- What to do:
Arrange the items below as a JSON list of strings, from the line with "Mark one point per instance of the dark green" up to and including the line with "x=276, y=584". Use one string per line and leave out any blank lines.

[A block of data]
BEGIN
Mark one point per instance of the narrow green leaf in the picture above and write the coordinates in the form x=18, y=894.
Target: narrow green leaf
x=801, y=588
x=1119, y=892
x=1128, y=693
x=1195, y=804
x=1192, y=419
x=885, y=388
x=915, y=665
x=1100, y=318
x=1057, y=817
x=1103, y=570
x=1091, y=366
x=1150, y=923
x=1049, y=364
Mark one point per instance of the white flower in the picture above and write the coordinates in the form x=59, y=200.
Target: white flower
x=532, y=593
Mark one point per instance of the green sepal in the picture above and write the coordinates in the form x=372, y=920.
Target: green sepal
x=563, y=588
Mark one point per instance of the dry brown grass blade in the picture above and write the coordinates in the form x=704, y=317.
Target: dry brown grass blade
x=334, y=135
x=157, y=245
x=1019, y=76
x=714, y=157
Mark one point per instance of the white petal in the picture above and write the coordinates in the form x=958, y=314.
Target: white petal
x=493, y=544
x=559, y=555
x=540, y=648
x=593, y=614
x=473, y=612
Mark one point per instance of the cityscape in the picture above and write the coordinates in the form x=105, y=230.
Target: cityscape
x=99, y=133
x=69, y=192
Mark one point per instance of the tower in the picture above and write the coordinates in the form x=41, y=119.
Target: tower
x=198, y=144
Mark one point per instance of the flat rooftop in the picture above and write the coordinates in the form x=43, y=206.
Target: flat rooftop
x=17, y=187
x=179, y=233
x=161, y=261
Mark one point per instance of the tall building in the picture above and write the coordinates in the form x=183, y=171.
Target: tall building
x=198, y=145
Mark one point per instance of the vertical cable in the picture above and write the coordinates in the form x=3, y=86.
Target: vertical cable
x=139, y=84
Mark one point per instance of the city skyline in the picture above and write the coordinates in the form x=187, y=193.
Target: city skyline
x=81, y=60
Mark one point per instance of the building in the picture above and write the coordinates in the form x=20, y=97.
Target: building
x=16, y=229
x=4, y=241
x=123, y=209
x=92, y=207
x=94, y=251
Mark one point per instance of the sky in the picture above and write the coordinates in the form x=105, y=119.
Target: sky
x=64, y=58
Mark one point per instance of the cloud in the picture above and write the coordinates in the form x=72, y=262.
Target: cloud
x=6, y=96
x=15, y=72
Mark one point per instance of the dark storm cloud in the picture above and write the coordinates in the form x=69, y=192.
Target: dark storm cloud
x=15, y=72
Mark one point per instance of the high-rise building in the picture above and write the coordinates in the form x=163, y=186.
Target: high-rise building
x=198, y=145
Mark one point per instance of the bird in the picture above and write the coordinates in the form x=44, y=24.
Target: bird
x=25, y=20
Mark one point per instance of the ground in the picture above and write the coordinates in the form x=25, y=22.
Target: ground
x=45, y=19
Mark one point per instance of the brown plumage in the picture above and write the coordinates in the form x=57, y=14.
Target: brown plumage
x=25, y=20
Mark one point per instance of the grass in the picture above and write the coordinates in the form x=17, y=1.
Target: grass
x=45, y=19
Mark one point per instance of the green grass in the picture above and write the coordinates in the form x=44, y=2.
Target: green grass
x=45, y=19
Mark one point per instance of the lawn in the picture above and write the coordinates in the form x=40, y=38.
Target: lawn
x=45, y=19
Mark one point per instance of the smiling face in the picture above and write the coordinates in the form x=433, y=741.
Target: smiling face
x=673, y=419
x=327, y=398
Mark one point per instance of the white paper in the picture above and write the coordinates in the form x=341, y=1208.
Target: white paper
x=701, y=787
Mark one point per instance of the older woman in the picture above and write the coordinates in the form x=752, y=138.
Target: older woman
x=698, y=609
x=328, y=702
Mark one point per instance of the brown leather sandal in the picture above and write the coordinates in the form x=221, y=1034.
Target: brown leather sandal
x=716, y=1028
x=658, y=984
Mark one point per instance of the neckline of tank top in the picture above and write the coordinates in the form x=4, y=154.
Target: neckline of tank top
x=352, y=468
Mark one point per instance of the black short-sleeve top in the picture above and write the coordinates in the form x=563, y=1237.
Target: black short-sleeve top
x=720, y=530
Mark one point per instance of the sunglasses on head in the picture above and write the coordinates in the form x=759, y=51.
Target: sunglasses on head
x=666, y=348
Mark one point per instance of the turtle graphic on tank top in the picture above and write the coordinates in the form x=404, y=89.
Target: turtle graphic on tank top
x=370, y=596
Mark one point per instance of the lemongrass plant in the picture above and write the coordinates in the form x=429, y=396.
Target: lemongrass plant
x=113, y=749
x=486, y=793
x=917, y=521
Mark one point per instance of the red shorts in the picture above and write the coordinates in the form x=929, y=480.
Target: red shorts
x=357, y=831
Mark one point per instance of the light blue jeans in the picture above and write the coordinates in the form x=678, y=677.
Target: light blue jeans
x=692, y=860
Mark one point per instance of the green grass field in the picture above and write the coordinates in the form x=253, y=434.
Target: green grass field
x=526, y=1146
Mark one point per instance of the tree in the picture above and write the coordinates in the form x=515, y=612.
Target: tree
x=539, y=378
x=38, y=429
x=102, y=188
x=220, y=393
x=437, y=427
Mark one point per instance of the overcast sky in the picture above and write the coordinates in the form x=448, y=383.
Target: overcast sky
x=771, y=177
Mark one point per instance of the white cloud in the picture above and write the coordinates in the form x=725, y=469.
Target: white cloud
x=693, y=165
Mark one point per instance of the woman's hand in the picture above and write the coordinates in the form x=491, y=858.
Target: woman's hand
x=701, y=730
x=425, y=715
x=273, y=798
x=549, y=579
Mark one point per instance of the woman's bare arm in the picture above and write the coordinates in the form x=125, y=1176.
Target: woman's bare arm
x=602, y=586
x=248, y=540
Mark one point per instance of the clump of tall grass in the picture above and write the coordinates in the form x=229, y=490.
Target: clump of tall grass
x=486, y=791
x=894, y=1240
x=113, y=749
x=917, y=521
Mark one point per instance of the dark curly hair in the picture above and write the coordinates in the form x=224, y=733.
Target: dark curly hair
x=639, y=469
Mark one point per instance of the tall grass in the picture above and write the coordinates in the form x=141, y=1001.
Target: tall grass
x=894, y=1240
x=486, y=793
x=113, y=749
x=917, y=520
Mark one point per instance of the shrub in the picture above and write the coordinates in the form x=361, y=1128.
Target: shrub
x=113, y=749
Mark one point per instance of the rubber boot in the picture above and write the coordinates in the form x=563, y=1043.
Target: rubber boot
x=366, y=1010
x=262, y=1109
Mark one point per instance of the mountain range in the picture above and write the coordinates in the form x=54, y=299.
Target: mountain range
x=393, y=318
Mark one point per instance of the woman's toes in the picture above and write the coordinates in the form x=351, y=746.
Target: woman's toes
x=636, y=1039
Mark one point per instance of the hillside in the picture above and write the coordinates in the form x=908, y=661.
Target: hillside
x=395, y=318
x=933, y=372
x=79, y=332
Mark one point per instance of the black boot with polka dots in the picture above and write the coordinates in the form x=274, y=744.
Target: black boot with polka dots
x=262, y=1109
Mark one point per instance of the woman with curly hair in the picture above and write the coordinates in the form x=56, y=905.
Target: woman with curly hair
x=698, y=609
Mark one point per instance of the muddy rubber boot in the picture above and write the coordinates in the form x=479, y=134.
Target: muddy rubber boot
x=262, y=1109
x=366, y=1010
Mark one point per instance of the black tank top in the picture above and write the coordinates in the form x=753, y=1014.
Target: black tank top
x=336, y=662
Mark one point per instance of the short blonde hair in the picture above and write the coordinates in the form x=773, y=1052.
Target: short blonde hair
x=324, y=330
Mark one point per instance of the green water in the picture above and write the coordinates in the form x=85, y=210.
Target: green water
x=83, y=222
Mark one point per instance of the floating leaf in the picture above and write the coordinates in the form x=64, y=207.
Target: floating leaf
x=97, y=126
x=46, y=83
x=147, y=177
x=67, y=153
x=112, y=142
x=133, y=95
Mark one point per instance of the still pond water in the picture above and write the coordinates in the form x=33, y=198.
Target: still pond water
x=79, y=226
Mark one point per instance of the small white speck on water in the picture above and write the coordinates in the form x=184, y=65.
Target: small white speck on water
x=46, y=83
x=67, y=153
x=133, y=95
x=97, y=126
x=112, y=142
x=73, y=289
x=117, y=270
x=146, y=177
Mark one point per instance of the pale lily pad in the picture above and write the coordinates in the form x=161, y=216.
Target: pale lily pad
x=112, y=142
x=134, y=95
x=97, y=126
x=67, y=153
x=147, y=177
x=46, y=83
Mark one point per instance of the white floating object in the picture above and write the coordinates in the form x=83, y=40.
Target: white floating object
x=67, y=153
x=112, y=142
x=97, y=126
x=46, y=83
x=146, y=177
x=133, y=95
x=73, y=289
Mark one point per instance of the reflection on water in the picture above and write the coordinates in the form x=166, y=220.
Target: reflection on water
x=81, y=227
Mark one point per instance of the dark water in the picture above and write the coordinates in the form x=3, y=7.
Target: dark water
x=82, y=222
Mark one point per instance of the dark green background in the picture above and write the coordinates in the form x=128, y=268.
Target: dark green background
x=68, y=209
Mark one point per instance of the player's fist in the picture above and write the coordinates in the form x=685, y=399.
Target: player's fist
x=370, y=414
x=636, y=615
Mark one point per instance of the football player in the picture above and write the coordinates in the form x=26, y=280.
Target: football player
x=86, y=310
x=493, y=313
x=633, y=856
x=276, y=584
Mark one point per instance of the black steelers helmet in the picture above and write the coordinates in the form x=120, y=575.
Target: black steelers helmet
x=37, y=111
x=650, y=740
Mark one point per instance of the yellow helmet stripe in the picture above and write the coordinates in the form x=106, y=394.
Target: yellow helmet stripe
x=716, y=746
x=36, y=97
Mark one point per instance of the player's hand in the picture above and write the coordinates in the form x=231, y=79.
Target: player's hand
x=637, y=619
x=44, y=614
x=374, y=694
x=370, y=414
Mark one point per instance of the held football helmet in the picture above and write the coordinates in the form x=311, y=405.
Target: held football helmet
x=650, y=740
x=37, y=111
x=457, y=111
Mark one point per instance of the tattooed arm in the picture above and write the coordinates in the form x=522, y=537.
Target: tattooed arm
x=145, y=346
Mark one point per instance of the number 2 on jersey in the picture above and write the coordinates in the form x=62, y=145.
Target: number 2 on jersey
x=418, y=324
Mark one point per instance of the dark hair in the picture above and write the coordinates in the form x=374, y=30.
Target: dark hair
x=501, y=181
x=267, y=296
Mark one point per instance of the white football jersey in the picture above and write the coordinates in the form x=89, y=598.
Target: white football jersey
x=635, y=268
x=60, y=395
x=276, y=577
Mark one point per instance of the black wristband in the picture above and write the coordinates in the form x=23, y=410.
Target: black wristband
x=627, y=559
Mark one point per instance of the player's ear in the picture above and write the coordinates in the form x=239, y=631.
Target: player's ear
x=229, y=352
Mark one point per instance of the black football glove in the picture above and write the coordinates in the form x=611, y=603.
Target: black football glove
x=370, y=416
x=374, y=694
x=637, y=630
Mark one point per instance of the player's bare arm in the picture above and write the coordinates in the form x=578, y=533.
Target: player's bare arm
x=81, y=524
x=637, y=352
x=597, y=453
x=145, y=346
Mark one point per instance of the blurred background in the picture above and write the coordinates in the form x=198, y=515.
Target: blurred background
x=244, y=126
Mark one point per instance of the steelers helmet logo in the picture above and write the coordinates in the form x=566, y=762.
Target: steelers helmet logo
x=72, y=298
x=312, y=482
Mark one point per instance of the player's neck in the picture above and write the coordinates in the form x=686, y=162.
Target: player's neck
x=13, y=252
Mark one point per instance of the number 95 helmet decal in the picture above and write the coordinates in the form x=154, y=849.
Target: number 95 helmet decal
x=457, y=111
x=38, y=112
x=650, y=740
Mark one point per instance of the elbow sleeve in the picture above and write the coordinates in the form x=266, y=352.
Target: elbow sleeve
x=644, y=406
END
- Written answer:
[
  "Mark one point per instance of the dark green background in the picture above and write the coordinates in the form x=128, y=268.",
  "Target: dark green background",
  "x=68, y=209",
  "Mark one point per instance of the player's fist in the picture above and write the coordinates in the form x=685, y=399.",
  "Target: player's fist",
  "x=370, y=414",
  "x=636, y=615",
  "Mark one point per instance of the football player in the picture above and write the coordinates in the form x=26, y=280.",
  "Target: football player",
  "x=86, y=310",
  "x=493, y=313",
  "x=633, y=856",
  "x=276, y=584"
]